-- start Text excerpt --

District Court of Appeal of Florida, Fifth District
Jan 11, 2008
971 So. 2d 1029 (Fla. Dist. Ct. App. 2008)

Summary

finding error in trial court's denial of contractor's motion to transfer venue to Clay County where construction lien was filed on property located in Clay County

Summary of this case from SAAD Homes, Inc. v. Rivero

Opinion

No. 5D07-3297.

January 11, 2008.

Appeal from the Circuit Court, Marion County, Jack Singbush, J.

Robert A. Lash, of Moody, Salzman Lash, Gainesville, for Appellant.

Garry D. Adel, of Blanchard, Merriam, Adel Kirkland, P.A., Ocala, for Appellee.


John Mason appeals the denial of his motion to transfer venue of his breach of contract case to consolidate that action with a lien foreclosure action involving the same parties and the same property. On the facts presented here, we agree that the trial court erred in refusing to transfer venue.

-- end Text excerpt --

= Stated goal 1 =
Print the rows from the line containing "If you could tag each instance of the red sock" up to and including the line containing "(1088, 426)", reproducing each line character for character.
The court opinion excerpt and the rows were taken from unrelated sources.

-- start Data in this exercise --

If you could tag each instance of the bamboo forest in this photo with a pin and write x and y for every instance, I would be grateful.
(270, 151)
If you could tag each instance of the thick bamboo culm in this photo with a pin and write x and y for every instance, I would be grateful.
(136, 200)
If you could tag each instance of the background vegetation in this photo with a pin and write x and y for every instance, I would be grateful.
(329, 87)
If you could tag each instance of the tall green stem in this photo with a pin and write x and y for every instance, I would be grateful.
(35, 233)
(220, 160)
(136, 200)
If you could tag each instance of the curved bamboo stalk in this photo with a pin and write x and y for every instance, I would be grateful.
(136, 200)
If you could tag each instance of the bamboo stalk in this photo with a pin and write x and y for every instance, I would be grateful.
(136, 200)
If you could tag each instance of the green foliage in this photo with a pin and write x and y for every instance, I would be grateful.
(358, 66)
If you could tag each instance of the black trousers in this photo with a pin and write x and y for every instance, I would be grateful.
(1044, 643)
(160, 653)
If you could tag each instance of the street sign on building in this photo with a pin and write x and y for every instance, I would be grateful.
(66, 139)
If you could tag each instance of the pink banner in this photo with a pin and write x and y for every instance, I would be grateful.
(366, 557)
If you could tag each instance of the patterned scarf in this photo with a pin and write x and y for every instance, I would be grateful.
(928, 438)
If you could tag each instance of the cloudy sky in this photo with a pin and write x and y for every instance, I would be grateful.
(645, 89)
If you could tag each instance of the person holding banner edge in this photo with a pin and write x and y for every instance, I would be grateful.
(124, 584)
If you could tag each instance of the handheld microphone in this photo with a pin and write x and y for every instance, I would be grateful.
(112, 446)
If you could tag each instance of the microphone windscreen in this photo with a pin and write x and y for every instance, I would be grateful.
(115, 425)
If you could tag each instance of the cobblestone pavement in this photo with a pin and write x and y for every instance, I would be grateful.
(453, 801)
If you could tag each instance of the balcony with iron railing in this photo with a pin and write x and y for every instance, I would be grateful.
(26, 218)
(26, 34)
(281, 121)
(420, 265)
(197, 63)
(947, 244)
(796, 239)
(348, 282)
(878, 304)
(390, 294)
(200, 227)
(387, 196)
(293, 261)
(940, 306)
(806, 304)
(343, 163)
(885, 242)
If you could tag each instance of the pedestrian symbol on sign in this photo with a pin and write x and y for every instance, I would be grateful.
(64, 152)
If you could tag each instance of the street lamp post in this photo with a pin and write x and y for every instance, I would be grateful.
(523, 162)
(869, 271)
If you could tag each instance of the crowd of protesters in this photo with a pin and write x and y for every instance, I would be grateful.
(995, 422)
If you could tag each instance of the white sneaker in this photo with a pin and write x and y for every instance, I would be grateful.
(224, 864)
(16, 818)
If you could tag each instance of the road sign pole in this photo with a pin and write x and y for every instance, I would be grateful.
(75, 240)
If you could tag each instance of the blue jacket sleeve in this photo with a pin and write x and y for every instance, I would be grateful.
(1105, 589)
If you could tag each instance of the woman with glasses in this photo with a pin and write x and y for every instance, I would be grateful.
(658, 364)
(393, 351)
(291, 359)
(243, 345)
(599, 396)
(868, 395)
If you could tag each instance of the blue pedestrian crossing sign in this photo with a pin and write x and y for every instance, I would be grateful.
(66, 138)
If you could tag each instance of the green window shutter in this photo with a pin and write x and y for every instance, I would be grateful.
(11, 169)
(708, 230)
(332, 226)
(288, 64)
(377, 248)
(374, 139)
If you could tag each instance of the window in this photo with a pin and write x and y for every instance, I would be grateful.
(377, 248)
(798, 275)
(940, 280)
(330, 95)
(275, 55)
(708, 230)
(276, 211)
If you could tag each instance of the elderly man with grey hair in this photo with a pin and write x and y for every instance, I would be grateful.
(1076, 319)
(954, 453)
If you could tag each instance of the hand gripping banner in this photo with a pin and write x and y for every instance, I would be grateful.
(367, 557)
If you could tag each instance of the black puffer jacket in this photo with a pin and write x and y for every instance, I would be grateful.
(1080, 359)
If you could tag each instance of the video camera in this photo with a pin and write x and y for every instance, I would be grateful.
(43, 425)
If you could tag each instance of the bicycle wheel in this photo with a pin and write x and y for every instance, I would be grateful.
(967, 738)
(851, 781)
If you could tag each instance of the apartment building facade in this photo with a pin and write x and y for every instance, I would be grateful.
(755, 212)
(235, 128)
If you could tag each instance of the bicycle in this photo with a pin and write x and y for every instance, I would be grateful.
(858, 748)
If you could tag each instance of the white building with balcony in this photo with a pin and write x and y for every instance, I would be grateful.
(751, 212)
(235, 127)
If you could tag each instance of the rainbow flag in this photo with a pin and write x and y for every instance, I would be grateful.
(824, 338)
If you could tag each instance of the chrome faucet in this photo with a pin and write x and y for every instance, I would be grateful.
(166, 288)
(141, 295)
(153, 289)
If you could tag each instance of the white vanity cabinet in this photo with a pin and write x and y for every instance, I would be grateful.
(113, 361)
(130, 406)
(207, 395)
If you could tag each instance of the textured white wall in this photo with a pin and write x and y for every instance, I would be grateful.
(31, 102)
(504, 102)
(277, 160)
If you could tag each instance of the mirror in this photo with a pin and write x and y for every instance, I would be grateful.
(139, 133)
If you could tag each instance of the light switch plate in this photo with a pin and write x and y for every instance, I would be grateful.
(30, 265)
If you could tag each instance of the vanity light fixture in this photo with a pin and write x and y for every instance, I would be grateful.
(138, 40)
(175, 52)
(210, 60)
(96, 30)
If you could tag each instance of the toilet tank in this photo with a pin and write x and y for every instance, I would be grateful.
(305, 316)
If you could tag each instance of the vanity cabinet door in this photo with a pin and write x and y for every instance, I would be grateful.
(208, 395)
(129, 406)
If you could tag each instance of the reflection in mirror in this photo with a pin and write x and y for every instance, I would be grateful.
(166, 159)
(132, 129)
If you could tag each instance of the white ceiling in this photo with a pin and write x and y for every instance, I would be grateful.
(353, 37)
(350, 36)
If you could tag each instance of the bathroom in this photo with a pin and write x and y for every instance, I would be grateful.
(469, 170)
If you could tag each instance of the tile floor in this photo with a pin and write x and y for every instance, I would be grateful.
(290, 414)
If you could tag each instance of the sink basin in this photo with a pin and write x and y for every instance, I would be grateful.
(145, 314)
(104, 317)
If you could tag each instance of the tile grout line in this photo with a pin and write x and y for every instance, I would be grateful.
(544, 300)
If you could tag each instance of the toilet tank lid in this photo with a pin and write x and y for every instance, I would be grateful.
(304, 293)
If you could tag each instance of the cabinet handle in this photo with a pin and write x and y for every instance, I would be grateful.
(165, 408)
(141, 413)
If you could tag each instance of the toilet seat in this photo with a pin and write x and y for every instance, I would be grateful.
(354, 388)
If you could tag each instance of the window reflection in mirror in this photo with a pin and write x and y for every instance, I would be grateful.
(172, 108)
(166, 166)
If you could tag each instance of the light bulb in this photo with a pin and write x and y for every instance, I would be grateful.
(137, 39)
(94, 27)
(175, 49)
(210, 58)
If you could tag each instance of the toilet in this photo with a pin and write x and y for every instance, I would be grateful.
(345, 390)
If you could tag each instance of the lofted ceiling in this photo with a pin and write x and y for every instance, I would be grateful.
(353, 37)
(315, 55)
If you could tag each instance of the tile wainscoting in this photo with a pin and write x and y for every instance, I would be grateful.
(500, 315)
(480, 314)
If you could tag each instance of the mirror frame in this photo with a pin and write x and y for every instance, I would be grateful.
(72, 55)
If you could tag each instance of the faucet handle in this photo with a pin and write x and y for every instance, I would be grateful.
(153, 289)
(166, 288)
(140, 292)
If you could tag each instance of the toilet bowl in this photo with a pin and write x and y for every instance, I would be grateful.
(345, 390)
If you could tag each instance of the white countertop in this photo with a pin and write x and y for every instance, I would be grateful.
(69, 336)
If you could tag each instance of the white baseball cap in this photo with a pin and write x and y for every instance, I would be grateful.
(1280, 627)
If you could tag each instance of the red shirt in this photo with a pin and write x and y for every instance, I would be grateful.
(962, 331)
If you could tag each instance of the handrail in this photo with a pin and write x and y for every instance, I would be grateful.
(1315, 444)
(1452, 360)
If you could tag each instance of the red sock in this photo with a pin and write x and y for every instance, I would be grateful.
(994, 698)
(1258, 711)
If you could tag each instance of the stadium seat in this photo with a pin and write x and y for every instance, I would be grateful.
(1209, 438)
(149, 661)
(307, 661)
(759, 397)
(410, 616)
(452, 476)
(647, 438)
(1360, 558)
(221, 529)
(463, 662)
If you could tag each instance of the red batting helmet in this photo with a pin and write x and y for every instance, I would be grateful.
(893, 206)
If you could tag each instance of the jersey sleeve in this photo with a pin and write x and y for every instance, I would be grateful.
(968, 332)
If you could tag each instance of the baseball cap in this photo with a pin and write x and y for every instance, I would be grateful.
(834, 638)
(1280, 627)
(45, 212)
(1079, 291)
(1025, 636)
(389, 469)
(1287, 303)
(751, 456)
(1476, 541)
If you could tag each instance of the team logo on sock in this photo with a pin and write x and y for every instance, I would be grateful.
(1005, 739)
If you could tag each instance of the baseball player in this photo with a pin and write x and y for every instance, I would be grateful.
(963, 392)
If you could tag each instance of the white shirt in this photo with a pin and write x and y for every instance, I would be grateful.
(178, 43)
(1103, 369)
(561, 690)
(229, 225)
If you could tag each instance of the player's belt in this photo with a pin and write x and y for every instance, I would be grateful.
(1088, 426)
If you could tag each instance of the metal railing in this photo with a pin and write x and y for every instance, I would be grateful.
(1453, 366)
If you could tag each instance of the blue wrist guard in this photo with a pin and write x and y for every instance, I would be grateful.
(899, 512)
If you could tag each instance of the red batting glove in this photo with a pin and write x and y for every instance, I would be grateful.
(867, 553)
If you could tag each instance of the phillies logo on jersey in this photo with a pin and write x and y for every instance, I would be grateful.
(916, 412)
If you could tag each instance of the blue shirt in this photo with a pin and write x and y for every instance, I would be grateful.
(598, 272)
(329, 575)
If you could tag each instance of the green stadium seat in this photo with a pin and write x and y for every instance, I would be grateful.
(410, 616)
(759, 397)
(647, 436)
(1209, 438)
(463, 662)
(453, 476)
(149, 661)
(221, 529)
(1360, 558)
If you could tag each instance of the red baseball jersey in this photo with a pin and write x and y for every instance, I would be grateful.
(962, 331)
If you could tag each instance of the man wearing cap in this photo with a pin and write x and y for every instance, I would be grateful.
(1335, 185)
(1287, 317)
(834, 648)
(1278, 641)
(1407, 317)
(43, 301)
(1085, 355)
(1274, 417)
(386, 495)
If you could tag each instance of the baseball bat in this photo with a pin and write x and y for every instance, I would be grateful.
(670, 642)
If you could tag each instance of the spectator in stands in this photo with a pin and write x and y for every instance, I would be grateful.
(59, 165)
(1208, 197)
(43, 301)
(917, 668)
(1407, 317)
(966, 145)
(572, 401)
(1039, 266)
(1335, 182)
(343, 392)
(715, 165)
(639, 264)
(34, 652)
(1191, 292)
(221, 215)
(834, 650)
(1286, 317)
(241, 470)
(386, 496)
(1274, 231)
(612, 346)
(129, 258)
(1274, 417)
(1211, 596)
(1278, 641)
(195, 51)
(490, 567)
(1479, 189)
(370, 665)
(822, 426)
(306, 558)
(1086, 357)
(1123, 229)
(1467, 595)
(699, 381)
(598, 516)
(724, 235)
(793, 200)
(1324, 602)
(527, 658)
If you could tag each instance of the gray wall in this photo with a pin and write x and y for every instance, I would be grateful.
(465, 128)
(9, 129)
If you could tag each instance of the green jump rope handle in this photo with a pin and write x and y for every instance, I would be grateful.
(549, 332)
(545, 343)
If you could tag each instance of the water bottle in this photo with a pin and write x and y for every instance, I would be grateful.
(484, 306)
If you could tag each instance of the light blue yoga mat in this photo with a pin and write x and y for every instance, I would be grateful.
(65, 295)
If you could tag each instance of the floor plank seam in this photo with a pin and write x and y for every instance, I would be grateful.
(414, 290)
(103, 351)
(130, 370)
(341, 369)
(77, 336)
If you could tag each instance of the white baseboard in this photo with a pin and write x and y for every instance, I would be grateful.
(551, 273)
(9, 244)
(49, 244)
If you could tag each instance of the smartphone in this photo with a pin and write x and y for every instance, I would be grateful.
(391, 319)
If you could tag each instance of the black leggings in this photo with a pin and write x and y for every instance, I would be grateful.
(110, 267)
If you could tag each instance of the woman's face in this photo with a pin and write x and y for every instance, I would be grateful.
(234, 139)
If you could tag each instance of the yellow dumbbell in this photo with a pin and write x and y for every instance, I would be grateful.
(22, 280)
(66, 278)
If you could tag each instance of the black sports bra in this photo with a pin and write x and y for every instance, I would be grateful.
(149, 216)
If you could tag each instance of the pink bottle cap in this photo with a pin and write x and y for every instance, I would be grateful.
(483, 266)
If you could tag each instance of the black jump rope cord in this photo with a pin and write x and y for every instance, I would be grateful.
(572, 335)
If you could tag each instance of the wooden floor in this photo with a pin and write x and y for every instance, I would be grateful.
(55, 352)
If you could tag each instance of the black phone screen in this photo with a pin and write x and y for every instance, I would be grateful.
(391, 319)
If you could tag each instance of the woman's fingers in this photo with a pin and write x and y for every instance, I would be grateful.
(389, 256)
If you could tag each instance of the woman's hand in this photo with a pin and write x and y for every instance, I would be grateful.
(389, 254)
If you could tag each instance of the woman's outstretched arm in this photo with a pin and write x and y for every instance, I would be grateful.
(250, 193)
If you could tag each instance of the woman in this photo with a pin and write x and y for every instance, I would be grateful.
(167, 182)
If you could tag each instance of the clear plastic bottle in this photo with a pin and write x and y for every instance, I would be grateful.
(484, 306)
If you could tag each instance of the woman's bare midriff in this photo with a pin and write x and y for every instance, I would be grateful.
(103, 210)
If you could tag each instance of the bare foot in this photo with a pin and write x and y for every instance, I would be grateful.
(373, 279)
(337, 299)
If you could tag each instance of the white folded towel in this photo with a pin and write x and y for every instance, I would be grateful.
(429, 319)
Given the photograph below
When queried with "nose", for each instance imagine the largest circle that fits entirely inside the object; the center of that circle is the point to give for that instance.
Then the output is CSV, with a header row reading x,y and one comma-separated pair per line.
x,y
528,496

-- end Data in this exercise --

= Stated goal 2 =
Output the entire court opinion excerpt verbatim.

= Written response 1 =
If you could tag each instance of the red sock in this photo with a pin and write x and y for every instance, I would be grateful.
(994, 698)
(1258, 711)
If you could tag each instance of the stadium seat in this photo with a pin and write x and y for every instance, I would be grateful.
(1209, 438)
(149, 661)
(307, 661)
(759, 397)
(410, 616)
(452, 476)
(647, 438)
(1360, 558)
(221, 529)
(463, 662)
If you could tag each instance of the red batting helmet in this photo with a pin and write x and y for every instance, I would be grateful.
(893, 206)
If you could tag each instance of the jersey sleeve in this photo with a pin and write x and y for every instance, I would be grateful.
(968, 332)
If you could tag each instance of the baseball cap in this photo with a pin and write x and y for every instance, I would be grateful.
(834, 638)
(1280, 627)
(45, 212)
(1079, 291)
(1025, 636)
(389, 469)
(1287, 303)
(751, 456)
(1476, 541)
If you could tag each instance of the team logo on sock in this photo with a pin and write x and y for every instance, I would be grateful.
(1005, 739)
If you could tag each instance of the baseball player in this photo with a pin and write x and y for every instance, I would be grateful.
(963, 392)
If you could tag each instance of the white shirt in this photo with a pin and write x and y for every instance, I would be grateful.
(178, 43)
(1103, 369)
(561, 690)
(229, 225)
If you could tag each instance of the player's belt in this photo with a pin and write x and y for every instance, I would be grateful.
(1088, 426)

= Written response 2 =
District Court of Appeal of Florida, Fifth District
Jan 11, 2008
971 So. 2d 1029 (Fla. Dist. Ct. App. 2008)

Summary

finding error in trial court's denial of contractor's motion to transfer venue to Clay County where construction lien was filed on property located in Clay County

Summary of this case from SAAD Homes, Inc. v. Rivero

Opinion

No. 5D07-3297.

January 11, 2008.

Appeal from the Circuit Court, Marion County, Jack Singbush, J.

Robert A. Lash, of Moody, Salzman Lash, Gainesville, for Appellant.

Garry D. Adel, of Blanchard, Merriam, Adel Kirkland, P.A., Ocala, for Appellee.


John Mason appeals the denial of his motion to transfer venue of his breach of contract case to consolidate that action with a lien foreclosure action involving the same parties and the same property. On the facts presented here, we agree that the trial court erred in refusing to transfer venue.